Exactly copy the final stretch of the listing below: the line with "Where can the fireplace surround" and every line after it.

» Task input

::::::::

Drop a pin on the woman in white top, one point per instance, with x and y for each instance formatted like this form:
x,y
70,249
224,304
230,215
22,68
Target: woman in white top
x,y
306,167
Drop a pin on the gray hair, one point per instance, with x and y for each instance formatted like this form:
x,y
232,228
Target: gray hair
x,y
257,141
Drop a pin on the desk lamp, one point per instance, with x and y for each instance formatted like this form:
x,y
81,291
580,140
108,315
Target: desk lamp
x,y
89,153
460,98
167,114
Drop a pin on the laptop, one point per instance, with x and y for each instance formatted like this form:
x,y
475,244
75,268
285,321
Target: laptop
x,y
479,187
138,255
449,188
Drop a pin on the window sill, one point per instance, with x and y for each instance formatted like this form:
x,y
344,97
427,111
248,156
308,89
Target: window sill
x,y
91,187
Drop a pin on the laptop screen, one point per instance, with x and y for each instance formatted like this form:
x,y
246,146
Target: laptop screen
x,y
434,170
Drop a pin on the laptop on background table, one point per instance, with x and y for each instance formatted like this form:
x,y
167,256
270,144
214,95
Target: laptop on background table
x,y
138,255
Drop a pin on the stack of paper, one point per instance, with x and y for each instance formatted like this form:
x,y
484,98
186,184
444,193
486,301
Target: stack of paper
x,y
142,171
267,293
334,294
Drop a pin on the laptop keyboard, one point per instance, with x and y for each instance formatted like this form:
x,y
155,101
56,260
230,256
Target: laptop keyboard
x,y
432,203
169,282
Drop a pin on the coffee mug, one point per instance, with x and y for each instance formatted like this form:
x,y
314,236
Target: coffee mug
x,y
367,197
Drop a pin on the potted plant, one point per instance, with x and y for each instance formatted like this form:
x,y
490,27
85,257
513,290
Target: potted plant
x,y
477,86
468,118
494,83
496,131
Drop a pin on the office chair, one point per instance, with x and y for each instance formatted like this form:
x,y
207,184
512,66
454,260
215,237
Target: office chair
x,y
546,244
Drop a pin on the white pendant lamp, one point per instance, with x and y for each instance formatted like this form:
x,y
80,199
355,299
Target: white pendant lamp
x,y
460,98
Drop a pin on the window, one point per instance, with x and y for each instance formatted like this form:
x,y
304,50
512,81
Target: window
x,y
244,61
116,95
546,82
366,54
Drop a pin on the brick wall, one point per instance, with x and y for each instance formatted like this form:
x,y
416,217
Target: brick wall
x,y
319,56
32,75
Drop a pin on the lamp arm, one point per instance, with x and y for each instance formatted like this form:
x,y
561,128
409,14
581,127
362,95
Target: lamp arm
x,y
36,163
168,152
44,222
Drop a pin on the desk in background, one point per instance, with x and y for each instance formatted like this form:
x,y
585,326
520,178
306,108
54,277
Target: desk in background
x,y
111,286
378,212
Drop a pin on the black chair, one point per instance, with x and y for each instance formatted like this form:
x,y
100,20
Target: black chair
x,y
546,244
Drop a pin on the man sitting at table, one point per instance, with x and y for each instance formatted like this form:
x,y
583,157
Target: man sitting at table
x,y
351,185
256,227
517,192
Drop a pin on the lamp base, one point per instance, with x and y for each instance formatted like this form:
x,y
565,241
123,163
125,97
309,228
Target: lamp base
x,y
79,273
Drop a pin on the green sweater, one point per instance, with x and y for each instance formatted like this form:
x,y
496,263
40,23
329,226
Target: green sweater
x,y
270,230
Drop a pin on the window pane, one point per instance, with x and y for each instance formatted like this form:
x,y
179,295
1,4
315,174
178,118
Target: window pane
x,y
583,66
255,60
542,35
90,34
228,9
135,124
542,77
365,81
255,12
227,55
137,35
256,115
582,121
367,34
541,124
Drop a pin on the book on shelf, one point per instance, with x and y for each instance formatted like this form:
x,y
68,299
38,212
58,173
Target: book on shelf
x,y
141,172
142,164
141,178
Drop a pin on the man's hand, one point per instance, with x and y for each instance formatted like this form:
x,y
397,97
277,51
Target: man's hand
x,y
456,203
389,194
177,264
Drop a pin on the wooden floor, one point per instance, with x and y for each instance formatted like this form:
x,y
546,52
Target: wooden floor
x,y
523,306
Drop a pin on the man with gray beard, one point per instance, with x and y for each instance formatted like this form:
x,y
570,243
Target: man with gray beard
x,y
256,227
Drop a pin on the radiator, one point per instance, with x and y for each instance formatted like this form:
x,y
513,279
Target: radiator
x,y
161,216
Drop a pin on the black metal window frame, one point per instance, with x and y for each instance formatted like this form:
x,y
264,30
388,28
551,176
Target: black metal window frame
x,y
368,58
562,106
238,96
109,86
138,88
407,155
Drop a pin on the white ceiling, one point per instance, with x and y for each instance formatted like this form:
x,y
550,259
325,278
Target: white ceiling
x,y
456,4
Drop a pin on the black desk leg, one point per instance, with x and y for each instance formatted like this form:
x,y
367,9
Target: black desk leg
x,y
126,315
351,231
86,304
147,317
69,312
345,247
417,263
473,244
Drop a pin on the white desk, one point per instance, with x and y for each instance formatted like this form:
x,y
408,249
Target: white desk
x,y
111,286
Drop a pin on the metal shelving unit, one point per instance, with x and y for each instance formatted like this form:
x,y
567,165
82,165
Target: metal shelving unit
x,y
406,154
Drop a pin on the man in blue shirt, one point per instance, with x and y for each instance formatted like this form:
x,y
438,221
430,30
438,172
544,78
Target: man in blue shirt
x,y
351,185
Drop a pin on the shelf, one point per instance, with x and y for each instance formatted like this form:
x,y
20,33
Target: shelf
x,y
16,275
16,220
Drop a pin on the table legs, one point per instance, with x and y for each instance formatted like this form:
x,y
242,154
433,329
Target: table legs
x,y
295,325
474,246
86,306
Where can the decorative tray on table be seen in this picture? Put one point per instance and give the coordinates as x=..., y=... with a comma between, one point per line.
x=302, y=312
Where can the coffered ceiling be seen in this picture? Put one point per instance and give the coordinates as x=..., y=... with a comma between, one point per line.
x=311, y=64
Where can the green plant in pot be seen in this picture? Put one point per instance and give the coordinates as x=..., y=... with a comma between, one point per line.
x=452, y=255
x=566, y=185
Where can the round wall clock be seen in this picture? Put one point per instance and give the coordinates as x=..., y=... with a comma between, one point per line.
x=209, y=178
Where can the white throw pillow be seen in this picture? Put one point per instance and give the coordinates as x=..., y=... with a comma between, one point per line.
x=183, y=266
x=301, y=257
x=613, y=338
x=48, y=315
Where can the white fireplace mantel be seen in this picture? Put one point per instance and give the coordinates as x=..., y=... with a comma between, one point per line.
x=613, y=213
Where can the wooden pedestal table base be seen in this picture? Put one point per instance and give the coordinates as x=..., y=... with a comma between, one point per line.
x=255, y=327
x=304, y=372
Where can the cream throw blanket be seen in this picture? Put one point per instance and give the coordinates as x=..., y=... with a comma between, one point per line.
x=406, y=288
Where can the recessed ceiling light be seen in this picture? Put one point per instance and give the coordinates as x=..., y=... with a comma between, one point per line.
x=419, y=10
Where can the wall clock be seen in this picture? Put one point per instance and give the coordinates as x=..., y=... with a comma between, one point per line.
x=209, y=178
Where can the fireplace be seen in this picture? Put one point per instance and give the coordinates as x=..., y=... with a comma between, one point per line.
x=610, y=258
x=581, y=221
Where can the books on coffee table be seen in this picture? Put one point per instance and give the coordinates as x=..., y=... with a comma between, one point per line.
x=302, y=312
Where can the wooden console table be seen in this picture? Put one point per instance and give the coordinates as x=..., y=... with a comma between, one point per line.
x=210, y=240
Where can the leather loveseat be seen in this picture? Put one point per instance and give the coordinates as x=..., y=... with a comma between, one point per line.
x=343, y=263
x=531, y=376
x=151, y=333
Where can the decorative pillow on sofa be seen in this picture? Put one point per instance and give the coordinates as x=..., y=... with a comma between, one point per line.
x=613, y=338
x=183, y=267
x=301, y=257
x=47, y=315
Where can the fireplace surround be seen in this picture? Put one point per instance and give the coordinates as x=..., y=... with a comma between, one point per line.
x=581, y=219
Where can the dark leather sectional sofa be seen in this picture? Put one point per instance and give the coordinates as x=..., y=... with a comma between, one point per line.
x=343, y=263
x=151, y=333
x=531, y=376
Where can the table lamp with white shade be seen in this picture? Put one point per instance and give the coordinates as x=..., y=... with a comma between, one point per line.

::::::::

» Finished task
Where can the fireplace surround be seen in this picture? Put one point per instance and give the coordinates as x=..., y=... with a comma between, one point per line.
x=581, y=219
Where can the dark leather sectional sofa be seen in this picture? Put one point per instance and give the coordinates as x=..., y=... with a comma between, one point per line.
x=343, y=263
x=151, y=333
x=531, y=376
Where can the table lamp with white shade be seen in this picture? Put one point per instance and give the coordinates as x=..., y=... with a comma between, one point per line.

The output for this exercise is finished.